_TEXT PASSAGE_

Tempest is a yellow crookneck squash that is vibrant yellow and has distinctive ridges. But where it really shines, he says, is in the kitchen: It retains its nutty flavor and firm texture even when cooked, whether it is grilled, roasted, braised or pickled.

Likewise, the catalog describes Zephyr as nutty with a firm texture. But what makes Zephyr really exceptional is its looks. Its yellow skin has faint white stripes, and it’s light green at the blossom end.

“We entered both for AAS and were really surprised when they both didn’t win,” Johnston said. “It could be that the judges didn’t cook-test them, which is where they stand out.”

Johnny’s catalog features many other introductions, as well, but if you’re looking to try something new next spring, the AAS winners and wannabe winners are good places to start.


The Organic Potato Plant Detective, a new product from Wood Prairie Family Farm in Aroostook County, won a national Green Thumb Award from the Direct Marketing Association. Company founder Jim Gerritsen, who recently turned the operation over to his son Caleb, said the new product stemmed from a discussion the two had about how they use two varieties, King Harry and Island Sunshine, as bellwethers to figure out problems in a potato field.


King Harry, which has hairy leaves, is resistant to insect damage and Island Sunshine is disease resistant. So if most potatoes in a field are doing poorly, but King Harry is strong, the problem is insects. If Island Sunshine is doing well, the problem is disease.

“The product comes with a flow chart so you can follow things along, and it makes recommendations,” Gerritsen said.

Another potato he likes is Yukon Gem, which tastes like Yukon Gold, but is more disease resistant, according to the catalog.


For the first time, Pinetree Garden Seeds in New Gloucester is offering herb plants to give you a head start on the growing season. “Certain herbs are unavailable from seed, or slow to start, grow and harvest within one season,” the catalog says to explain the addition.

I’m interested in the mushroom plant, Rungia klossii, an herb with a texture like spinach but a taste like mushrooms, according to the catalog. It’s the first I’ve heard about this plant, and I’m intrigued.


MY OBSERVATIONS in this column come from a first look-see through the catalogs. I received out-of-state catalogs, too, but they lack the aura of Maine catalogs. Most seed sellers in Maine develop and/or trial their own plants and seeds, which really increases their reputation.

_PROVIDED MATERIAL_
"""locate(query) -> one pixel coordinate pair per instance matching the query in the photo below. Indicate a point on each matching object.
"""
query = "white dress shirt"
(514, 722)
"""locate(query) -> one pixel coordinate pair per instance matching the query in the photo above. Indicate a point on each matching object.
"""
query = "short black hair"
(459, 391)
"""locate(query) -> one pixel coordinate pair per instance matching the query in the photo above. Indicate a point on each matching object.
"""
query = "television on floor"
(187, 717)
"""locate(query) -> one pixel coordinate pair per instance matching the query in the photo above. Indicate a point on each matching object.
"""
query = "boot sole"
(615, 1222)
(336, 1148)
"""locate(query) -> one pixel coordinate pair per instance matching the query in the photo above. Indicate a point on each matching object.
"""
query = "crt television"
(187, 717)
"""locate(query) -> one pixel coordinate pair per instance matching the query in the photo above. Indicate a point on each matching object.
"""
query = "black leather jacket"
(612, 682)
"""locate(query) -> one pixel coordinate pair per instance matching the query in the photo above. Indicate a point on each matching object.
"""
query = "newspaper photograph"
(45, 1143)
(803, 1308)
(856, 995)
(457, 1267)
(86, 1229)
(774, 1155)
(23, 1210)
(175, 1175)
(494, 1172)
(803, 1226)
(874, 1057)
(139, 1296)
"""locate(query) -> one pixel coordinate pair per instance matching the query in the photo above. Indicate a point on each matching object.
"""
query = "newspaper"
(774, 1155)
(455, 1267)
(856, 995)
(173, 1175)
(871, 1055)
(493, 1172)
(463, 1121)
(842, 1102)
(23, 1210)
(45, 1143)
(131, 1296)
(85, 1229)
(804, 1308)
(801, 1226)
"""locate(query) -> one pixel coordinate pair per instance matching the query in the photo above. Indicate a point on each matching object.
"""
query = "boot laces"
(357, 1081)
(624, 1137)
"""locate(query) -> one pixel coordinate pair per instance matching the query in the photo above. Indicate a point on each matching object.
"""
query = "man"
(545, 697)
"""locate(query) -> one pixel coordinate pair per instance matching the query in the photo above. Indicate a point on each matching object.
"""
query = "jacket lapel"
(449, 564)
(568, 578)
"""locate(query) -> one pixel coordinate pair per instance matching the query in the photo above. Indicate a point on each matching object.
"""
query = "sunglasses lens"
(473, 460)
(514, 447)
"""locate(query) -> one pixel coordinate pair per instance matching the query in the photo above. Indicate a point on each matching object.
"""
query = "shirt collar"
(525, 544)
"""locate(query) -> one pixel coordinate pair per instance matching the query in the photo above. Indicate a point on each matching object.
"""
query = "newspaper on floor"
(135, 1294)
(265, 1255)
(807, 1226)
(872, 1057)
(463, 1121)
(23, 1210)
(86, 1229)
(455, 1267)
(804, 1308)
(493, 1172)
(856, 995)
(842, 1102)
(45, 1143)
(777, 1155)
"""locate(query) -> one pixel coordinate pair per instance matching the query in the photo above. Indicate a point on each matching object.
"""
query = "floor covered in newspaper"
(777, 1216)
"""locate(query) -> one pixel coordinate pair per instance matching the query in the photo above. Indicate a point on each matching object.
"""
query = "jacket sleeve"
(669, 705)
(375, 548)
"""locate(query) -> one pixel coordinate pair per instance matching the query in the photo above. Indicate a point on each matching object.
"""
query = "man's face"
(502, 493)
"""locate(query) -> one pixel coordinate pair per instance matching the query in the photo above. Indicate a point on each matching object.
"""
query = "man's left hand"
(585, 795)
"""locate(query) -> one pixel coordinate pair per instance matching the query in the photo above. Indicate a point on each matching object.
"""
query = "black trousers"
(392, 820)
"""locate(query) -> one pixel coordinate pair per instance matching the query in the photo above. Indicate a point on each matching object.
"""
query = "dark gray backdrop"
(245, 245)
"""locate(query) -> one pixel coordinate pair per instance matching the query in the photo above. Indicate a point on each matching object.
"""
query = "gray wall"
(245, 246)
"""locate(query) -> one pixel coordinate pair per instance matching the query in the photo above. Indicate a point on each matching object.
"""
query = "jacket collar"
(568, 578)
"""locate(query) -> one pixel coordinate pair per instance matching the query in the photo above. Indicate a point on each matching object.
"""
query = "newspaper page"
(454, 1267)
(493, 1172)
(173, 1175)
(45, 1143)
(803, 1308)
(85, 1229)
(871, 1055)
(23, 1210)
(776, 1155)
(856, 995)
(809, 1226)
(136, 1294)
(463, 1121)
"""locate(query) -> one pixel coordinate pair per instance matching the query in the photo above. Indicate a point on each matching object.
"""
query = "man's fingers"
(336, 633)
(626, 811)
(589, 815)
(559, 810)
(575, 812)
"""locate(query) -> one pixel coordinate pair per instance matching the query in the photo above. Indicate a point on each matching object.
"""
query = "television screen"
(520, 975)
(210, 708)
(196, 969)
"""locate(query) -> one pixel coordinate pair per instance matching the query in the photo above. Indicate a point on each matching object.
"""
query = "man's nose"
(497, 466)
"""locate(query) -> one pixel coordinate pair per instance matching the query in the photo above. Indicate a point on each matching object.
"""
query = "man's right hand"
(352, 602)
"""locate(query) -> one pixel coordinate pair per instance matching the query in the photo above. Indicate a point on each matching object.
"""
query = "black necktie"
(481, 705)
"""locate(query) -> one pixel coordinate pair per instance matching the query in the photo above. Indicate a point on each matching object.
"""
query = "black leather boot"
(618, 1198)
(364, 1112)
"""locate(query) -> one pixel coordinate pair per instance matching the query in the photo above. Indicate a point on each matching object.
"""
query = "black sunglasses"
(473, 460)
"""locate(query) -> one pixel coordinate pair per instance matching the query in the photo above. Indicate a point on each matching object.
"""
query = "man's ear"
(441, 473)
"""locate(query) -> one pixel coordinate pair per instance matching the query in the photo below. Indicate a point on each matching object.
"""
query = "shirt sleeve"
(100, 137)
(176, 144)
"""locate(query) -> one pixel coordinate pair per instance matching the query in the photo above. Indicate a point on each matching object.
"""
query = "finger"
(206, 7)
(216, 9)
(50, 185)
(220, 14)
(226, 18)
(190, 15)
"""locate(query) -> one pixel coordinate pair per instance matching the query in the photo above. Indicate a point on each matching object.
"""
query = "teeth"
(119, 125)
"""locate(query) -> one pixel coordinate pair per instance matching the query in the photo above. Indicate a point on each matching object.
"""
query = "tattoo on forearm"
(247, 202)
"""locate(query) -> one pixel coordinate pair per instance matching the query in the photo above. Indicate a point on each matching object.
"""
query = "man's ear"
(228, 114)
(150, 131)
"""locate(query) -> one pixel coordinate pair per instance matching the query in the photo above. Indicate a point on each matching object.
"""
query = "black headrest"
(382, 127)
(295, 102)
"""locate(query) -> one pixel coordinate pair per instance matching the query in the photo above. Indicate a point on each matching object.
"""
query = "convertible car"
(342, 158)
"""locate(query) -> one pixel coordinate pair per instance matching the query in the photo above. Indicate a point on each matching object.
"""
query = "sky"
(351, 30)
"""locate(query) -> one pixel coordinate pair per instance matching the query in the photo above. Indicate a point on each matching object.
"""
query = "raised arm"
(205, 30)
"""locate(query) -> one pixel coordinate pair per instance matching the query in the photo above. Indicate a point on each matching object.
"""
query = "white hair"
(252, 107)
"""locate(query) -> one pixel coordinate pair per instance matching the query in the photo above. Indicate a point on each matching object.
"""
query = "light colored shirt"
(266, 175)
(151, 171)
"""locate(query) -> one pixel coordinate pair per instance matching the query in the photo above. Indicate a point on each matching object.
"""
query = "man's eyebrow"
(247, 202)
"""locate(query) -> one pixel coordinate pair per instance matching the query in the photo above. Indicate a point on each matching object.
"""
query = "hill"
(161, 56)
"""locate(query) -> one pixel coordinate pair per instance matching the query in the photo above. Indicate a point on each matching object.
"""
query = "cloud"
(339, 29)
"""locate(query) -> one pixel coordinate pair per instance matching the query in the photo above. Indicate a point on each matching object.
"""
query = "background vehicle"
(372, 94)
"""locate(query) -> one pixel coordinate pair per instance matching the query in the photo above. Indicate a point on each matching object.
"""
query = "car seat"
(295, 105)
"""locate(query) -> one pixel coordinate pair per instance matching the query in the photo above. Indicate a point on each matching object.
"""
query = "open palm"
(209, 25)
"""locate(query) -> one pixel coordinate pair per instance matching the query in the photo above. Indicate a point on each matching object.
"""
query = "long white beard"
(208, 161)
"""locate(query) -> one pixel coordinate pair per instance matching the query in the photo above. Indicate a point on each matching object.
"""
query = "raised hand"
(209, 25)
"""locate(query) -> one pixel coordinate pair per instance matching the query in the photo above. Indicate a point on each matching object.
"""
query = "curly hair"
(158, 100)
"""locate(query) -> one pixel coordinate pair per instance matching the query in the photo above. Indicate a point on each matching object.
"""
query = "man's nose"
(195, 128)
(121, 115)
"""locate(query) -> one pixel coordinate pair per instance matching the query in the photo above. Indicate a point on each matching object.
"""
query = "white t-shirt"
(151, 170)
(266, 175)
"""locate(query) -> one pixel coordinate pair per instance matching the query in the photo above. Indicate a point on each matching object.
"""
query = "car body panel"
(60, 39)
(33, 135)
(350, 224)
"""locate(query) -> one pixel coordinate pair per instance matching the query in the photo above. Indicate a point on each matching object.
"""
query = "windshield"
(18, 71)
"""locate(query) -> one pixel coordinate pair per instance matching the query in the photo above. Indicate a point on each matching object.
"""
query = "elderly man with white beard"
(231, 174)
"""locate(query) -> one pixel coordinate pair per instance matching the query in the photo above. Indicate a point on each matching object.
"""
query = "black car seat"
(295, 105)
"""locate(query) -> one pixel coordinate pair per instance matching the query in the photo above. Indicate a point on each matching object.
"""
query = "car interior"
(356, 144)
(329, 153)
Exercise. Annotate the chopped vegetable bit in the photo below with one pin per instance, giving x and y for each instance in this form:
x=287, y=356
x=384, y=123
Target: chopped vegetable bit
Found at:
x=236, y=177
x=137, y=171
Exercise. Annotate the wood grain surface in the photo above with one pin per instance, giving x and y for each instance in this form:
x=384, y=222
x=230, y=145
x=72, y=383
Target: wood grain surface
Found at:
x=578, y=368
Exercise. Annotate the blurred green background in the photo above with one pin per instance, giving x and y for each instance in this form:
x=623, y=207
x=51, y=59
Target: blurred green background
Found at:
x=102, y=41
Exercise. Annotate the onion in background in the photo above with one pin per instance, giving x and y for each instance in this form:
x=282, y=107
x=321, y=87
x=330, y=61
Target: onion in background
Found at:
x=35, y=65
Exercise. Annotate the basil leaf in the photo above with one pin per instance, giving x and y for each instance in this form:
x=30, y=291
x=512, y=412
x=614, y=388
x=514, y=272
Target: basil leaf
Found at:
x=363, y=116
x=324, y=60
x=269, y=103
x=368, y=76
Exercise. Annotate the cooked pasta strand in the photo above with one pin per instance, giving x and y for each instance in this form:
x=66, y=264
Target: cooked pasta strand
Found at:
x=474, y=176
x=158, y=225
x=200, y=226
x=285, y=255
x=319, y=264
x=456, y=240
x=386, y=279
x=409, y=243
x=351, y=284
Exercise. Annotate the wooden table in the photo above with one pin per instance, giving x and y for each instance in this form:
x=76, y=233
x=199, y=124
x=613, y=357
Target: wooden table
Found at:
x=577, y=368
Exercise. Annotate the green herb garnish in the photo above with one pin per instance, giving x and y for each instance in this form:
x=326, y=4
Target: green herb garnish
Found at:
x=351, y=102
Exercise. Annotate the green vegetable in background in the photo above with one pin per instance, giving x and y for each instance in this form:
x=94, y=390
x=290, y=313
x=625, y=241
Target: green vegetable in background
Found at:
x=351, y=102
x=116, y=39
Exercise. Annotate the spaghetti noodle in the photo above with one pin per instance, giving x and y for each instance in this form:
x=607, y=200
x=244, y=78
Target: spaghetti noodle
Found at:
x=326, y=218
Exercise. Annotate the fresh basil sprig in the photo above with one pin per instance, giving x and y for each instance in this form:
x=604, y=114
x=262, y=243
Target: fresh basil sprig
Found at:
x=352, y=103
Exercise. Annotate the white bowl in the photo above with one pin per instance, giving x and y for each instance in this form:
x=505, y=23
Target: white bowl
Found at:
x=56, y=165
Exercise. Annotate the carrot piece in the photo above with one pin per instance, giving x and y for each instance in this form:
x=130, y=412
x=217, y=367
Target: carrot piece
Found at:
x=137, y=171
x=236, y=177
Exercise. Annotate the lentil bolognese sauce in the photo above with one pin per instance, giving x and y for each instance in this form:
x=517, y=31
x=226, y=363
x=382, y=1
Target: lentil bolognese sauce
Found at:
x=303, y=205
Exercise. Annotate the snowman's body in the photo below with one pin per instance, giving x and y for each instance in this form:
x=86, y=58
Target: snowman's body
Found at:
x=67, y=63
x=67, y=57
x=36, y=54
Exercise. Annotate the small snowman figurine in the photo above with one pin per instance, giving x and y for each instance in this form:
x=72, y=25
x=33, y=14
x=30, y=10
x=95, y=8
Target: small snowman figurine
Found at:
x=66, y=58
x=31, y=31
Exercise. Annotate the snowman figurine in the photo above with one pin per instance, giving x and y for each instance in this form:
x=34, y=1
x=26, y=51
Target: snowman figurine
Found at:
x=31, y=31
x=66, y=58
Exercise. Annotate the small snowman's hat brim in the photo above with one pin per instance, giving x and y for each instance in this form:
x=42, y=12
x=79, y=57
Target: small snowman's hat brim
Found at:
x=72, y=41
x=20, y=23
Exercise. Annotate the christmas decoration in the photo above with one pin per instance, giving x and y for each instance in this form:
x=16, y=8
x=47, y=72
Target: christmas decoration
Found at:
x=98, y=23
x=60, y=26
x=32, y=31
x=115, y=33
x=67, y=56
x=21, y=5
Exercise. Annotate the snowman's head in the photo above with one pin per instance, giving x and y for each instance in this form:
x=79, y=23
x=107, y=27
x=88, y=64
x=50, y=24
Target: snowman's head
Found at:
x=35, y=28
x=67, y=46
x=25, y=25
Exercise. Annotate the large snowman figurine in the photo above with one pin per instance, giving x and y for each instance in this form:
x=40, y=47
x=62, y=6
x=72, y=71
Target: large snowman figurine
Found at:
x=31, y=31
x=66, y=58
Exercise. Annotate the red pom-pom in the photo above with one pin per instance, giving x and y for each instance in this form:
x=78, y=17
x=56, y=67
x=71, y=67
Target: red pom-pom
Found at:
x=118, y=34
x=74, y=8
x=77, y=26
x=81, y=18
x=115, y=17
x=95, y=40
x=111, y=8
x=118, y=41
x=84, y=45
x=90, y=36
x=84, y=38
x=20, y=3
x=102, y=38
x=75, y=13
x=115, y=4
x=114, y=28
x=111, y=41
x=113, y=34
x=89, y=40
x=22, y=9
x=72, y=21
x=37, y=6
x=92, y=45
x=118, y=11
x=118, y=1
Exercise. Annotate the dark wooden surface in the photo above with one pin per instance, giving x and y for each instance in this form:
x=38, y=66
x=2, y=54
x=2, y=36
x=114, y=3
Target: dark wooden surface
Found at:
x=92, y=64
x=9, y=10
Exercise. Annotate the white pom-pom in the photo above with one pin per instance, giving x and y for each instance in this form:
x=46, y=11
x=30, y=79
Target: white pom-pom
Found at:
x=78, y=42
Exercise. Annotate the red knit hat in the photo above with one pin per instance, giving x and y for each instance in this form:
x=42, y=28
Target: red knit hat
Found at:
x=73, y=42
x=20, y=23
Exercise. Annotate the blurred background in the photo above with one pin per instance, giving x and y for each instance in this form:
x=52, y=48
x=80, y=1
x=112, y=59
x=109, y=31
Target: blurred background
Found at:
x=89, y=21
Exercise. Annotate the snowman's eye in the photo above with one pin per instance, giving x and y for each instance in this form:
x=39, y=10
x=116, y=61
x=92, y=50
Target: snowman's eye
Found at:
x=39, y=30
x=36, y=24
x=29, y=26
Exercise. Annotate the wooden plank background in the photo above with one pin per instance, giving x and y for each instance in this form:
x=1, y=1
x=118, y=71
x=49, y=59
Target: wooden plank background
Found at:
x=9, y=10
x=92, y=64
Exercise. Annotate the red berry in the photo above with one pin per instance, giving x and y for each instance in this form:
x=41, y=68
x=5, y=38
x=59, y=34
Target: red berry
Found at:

_ACTIVITY LIST_
**1)** Quote the column on Maine seed catalogs word for word, beginning at "Tempest is a" and stopping after "the blossom end.".
**2)** Extend the column on Maine seed catalogs, picking up right after its final sentence.
Nothing in the listing is needed for what comes next.

_TASK RESPONSES_
**1)**
Tempest is a yellow crookneck squash that is vibrant yellow and has distinctive ridges. But where it really shines, he says, is in the kitchen: It retains its nutty flavor and firm texture even when cooked, whether it is grilled, roasted, braised or pickled.

Likewise, the catalog describes Zephyr as nutty with a firm texture. But what makes Zephyr really exceptional is its looks. Its yellow skin has faint white stripes, and it’s light green at the blossom end.

**2)**
When my wife and I start actually preparing our orders, I’m sure I’ll find other flowers or vegetables that I just have to try. Mostly, I just want to get back outside without freezing my mustache, but we all know that is months away. (Or maybe not – as I write, the radio weather report has just mentioned “January thaw.”)


If you are an original back-to-the-lander, an aging hippie, a reformed hippie or any of their literal or philosophical descendants, Fedco Catalog is for you. Fedco, a cooperative in Clinton, keeps its prices low, which suits a crowd for whom money matters less than dreams. Fedco has a serious mission – to protect the environment and the availability of single-source seeds – but realizes that being serious does not mean you can’t have a sense of humor. Black and white line drawings – such as two intertwined and romantically inclined parsnips – throughout.

If you’re the sort of gardener who wants the very best, pick up a copy of Johnny’s Selected Seeds catalog. The company, which is employee-owned and based in Winslow, hybridizes award-winning plants and sells the best plants created by others. It’s also a go-to source for heirloom varieties. The catalog features wonderful color photos of the plants and top-quality tools for sale.

Pinetree Garden Seeds, in New Gloucester, is for the suburban gardener. It sells seeds in smaller packets, just enough for a small plot in the back yard, so you aren’t forced to spend money on seed you don’t need.

Bridgewater-based Wood Prairie Family Farm specializes in spuds – although it has expanded into vegetable seeds. Everything it sells is organic. One of the company’s founders, Jim Gerritsen, is well-known for a lawsuit he helped lead against Monsanto and its genetically modified products.